→ **WRITTEN EXERCISE 1**: In the records, reproduce verbatim the lines beginning with the one that contains "spot any yellow" and ending with the one that contains "[80, 77, 170, 134]", including both of those lines.

Start of EXCERPT PROVIDED

Suppose that for all $x \in E$ we have a probability measure
$\bfP(x, \dif y)$ on $E$.
% i.e. $\mu(A) \coloneqq \int_A \bP(x, \dif y)$ is a probability measure.
Such a probability measure is a called
a \vocab{transition probability measure}.
\end{notation}
\begin{examle}
$E =\R$,
\[\bfP(x, \dif y) = \frac{1}{\sqrt{2 \pi} } e^{- \frac{(x-y)^2}{2}} \dif y\]
is a transition probability measure.
\end{examle}
\begin{example}[Simple random walk as a transition probability measure]
$E = \Z$, $\bfP(x, \dif y)$
assigns mass $\frac{1}{2}$ to $y = x+1$ and $y = x -1$.
\end{example}
\begin{definition}
For every bounded, measurable function $f : E \to \R$,
$x \in E$
define
\[
(\bfP f)(x) \coloneqq \int_E f(y) \bfP(x, \dif y).
\]
This $\bfP$ is called a \vocab{transition operator}.
\end{definition}
\begin{fact}
If $f \ge 0$, then $(\bfP f)(\cdot ) \ge 0$.
If $f \equiv 1$, we have $(\bfP f) \equiv 1$.
\end{fact}
\begin{notation}
Let $\bfI$ denote the \vocab{identity operator},
i.e.
\[
(\bfI f)(x) = f(x)
\]
for all $f$.
Then for a transition operator $\bfP$ we write
\[
\bfL \coloneqq \bfI - \bfP.
\]
\end{notation}
\begin{goal}
Take $E = \R$.
Suppose that $A^c \subseteq \R$ is a bounded domain.
Given a bounded function $f$ on $\R$,
we want a function $u$ which is bounded,
such that
$Lu = 0$ on $A^c$ and $u = f$ on $A$.
\end{goal}
We will show that $u(x) = \bE_x[f(X_{T_A})]$
is the unique solution to this problem.
\begin{definition}
Let $(\Omega, \cF, \{\cF_n\}_n, \bP_x)$
be a filtered probability space, where for every $x \in \R$,
$\bP_x$ is a probability measure.
Let $\bE_x$ denote expectation with respect to $\bfP(x, \cdot )$.

End of EXCERPT PROVIDED
Start of INPUT RECORDS

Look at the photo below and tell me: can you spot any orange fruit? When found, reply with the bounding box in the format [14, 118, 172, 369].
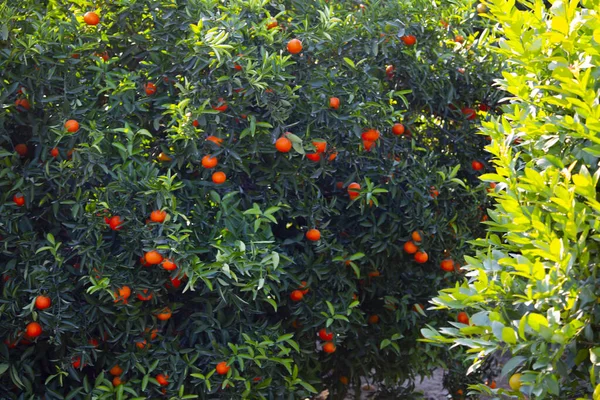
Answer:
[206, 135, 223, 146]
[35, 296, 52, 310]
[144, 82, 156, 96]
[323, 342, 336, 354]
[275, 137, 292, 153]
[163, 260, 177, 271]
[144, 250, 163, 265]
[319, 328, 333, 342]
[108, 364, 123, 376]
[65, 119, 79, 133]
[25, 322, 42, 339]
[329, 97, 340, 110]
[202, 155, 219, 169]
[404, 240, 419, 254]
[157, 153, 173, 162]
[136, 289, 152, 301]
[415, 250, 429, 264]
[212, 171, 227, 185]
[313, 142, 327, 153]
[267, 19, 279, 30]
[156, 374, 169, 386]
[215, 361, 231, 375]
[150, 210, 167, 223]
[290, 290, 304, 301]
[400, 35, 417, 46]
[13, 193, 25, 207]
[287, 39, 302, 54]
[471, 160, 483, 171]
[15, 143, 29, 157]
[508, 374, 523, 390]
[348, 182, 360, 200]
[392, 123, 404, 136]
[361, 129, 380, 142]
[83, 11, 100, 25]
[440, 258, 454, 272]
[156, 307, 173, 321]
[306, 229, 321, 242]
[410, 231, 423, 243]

End of INPUT RECORDS
Start of INPUT RECORDS

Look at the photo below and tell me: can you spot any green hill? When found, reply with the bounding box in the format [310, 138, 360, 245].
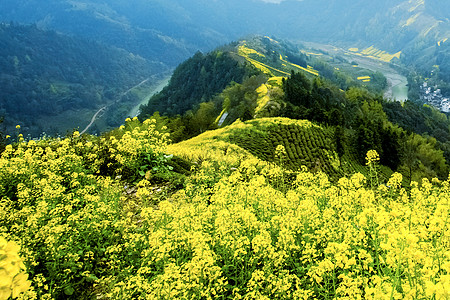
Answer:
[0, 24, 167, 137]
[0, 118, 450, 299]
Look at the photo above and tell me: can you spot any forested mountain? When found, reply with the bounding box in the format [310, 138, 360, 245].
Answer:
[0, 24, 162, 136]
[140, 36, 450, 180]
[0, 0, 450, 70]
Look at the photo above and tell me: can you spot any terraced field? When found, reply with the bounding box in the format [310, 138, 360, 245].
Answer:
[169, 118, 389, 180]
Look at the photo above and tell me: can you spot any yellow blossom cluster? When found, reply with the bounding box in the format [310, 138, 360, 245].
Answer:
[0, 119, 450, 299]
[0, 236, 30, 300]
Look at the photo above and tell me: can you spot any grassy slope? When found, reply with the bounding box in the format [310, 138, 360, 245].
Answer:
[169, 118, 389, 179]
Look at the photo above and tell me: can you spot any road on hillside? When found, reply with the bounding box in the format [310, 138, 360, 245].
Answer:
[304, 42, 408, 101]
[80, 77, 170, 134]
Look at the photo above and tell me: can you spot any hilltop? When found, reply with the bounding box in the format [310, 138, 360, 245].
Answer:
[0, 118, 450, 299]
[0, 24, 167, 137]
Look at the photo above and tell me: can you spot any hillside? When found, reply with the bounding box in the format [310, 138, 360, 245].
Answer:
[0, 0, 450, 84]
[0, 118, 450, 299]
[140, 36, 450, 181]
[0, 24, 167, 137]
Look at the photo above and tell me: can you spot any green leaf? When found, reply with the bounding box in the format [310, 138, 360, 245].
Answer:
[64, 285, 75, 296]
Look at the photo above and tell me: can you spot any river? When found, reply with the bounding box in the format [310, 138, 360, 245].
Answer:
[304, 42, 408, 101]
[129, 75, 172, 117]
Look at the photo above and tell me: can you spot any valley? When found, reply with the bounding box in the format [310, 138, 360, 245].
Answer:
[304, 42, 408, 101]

End of INPUT RECORDS

→ **WRITTEN EXERCISE 2**: In the excerpt on transition probability measures, what mass does the simple random walk example assign to y = x+1 and to y = x−1?

→ **RESPONSE 1**:
Look at the photo above and tell me: can you spot any yellow blossom cluster? When found, reply with the bounding box in the format [310, 138, 360, 245].
Answer:
[0, 119, 450, 299]
[0, 236, 30, 300]
Look at the photo above and tell me: can you spot any grassy slope? When found, reply with the bounding box in the format [310, 138, 360, 245].
Answer:
[169, 118, 389, 179]
Look at the photo above and tell me: can you spot any road on hillside? When found, reply with the bounding box in the format [310, 138, 360, 245].
Answer:
[304, 42, 408, 101]
[80, 77, 170, 134]

→ **RESPONSE 2**: It assigns a mass of 1/2 to each of them.